TASK OBJECTIVE: Would you retype all of these records exactly?

STORED ROWS:

'''

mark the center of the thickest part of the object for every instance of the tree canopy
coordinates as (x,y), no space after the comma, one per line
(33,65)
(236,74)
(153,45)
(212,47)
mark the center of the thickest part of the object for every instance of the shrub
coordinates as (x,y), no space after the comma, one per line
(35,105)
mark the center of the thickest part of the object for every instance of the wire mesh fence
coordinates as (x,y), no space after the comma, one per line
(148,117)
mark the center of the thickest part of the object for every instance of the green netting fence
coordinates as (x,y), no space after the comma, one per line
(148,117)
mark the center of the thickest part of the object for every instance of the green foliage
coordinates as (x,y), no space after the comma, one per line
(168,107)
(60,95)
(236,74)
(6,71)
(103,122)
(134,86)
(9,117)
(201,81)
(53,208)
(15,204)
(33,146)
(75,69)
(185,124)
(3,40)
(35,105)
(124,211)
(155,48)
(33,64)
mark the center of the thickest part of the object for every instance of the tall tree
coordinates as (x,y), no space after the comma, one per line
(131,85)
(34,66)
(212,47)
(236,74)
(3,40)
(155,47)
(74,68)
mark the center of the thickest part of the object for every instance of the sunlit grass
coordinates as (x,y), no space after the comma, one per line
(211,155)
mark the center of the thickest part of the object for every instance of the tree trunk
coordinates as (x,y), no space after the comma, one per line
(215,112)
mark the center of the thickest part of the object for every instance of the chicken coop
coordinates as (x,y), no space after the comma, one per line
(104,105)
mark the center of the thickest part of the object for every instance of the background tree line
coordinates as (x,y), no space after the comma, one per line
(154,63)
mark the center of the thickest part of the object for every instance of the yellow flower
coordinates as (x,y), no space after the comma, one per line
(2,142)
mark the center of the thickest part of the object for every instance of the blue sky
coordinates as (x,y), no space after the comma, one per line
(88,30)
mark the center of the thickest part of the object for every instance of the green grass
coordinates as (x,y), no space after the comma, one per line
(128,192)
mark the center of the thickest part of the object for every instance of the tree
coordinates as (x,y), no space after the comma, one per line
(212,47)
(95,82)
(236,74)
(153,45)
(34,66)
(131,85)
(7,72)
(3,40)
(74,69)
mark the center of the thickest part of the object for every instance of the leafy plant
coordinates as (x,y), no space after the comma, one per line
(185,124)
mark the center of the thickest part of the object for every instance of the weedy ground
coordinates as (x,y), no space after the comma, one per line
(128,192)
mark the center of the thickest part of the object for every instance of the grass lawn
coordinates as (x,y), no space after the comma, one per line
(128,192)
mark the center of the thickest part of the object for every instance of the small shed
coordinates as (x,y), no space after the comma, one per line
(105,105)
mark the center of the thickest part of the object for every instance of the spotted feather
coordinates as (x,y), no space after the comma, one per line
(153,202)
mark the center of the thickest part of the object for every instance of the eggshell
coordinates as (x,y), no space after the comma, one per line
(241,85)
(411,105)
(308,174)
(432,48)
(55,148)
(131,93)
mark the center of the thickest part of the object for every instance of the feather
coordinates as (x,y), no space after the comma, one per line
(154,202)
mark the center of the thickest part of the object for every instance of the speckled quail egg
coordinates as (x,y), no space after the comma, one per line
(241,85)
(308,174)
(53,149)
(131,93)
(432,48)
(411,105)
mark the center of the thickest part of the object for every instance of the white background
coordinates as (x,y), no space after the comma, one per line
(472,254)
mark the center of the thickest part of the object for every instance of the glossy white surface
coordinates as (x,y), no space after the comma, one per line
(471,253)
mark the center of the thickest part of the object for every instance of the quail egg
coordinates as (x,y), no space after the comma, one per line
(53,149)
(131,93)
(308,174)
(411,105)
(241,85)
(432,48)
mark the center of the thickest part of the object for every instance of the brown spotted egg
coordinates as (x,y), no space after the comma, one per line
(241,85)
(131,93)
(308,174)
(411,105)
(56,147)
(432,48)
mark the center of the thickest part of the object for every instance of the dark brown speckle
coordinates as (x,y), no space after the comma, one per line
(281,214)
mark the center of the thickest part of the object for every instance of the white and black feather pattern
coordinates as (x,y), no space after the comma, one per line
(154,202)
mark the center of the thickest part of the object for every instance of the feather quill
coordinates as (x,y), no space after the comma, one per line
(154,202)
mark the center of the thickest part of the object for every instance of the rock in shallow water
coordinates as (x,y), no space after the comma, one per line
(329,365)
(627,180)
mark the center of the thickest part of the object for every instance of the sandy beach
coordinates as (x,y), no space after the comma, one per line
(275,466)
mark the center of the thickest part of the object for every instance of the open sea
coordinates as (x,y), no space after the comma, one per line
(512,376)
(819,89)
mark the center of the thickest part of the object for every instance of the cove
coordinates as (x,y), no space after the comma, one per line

'''

PROBLEM SOLUTION:
mark the center of the thickest part of the object for every instance of the tree canopy
coordinates as (x,y), no space after the comma, one per line
(33,65)
(236,74)
(153,45)
(212,47)
mark the center of the thickest part of the object for every instance of the shrub
coordinates as (x,y), no space after the comma, one per line
(35,105)
mark the center of the thickest part of the object for every instance of the wire mesh fence
coordinates as (x,y), no space after the comma, one per line
(148,117)
mark the center of the thickest part of the object for every instance of the green netting fence
coordinates as (x,y), no space after the comma, one per line
(148,117)
mark the center of the thickest part of the object for every instance of the green foliage
coordinates as (x,y), no space after the comma, one per line
(168,107)
(60,95)
(236,74)
(6,71)
(103,122)
(134,86)
(9,117)
(201,81)
(53,208)
(15,204)
(33,146)
(75,69)
(185,124)
(3,40)
(35,105)
(124,211)
(155,48)
(33,64)
mark the center of the thickest part of the object for every instance of the tall tree
coordinates as (x,y), no space after the comma, one per line
(131,85)
(34,66)
(212,47)
(236,74)
(3,40)
(155,47)
(74,68)
mark the center of the thickest part of the object for every instance of the sunlit grass
coordinates as (x,y), no space after the comma, one per line
(211,155)
mark the center of the thickest part of the object for every instance of the tree trunk
coordinates as (x,y), no space after the comma, one per line
(215,112)
mark the center of the thickest part of the object for every instance of the chicken coop
coordinates as (x,y), no space after the comma, one per line
(104,105)
mark the center of the thickest part of the object for every instance of the background tree line
coordinates as (x,y), no space after the comma, one per line
(154,63)
mark the center of the thickest part of the object for every instance of the yellow flower
coordinates as (x,y), no space after the comma, one per line
(2,142)
mark the center of the thickest part of the object for every instance of the blue sky
coordinates as (x,y), no space after the comma, one per line
(88,30)
mark the center of the thickest part of the object for every instance of the green grass
coordinates as (x,y), no space after the comma, one per line
(128,192)
mark the center of the thickest part of the object for every instance of the tree
coordinates as (x,y), no space after the comma, one per line
(212,47)
(95,82)
(236,74)
(153,45)
(34,66)
(131,85)
(7,72)
(3,40)
(74,69)
mark the center of the thickest part of the object for every instance of the leafy plant
coordinates as (x,y), no space after the comma, one per line
(185,124)
mark the center of the thickest part of the object for every instance of the weedy ground
coordinates as (x,y), no space after the comma, one per line
(128,192)
mark the center of the thickest part of the object for every instance of the grass lawn
coordinates as (x,y), no space after the comma, one per line
(128,192)
mark the center of the thickest part of the object for every instance of the small shed
coordinates as (x,y), no space after the comma, one per line
(105,105)
mark the center of the thickest part of the object for every instance of the spotted feather
coordinates as (x,y), no space after the comma, one per line
(153,202)
mark the center of the thickest part of the object for every instance of the eggshell
coordinates as (x,y), no space after the comma, one per line
(241,85)
(411,105)
(308,174)
(432,48)
(55,148)
(131,93)
mark the center of the thickest part of the object for every instance of the feather
coordinates as (x,y), no space after the comma, one per line
(154,202)
mark the center of the thickest part of the object for every instance of the speckled quail egg
coordinates as (x,y), no space after the comma, one per line
(241,85)
(308,174)
(53,149)
(131,93)
(432,48)
(411,105)
mark the center of the thickest part of the object for every instance of the white background
coordinates as (x,y), no space after the comma, one per line
(472,254)
mark the center of the thickest part of the object for every instance of the glossy white surface
coordinates as (x,y), no space after the comma, one per line
(471,253)
mark the center of the thickest part of the object for every instance of the quail egg
coordinates as (x,y), no space after the comma, one per line
(53,149)
(131,93)
(308,174)
(411,105)
(241,85)
(432,48)
mark the center of the thickest part of the object for every instance of the brown spotted egg
coordinates as (x,y), no space after the comma, one per line
(241,85)
(131,93)
(308,174)
(411,105)
(56,147)
(432,48)
mark the center of the thickest part of the object for every instance of the dark brown speckle
coordinates as (x,y), no space after the comma, one per line
(281,214)
mark the center of the thickest part of the object for every instance of the white and black feather pattern
coordinates as (x,y), no space after the comma, one per line
(154,202)
mark the center of the thickest part of the object for every instance of the feather quill
coordinates as (x,y), no space after the comma, one per line
(154,202)
mark the center of the thickest part of the object for every instance of the rock in shallow water
coordinates as (x,y), no space after the comma, one per line
(329,365)
(627,180)
mark the center of the thickest part of the object for every instance of the sandy beach
coordinates as (x,y), no space after the comma, one per line
(275,466)
mark the center of the thickest part of the object for every instance of the open sea
coordinates as (x,y), no space after the comma, one per line
(512,376)
(819,89)
mark the center of the thickest part of the object for every instance of the cove
coordinates as (x,y), no space after the comma, one per line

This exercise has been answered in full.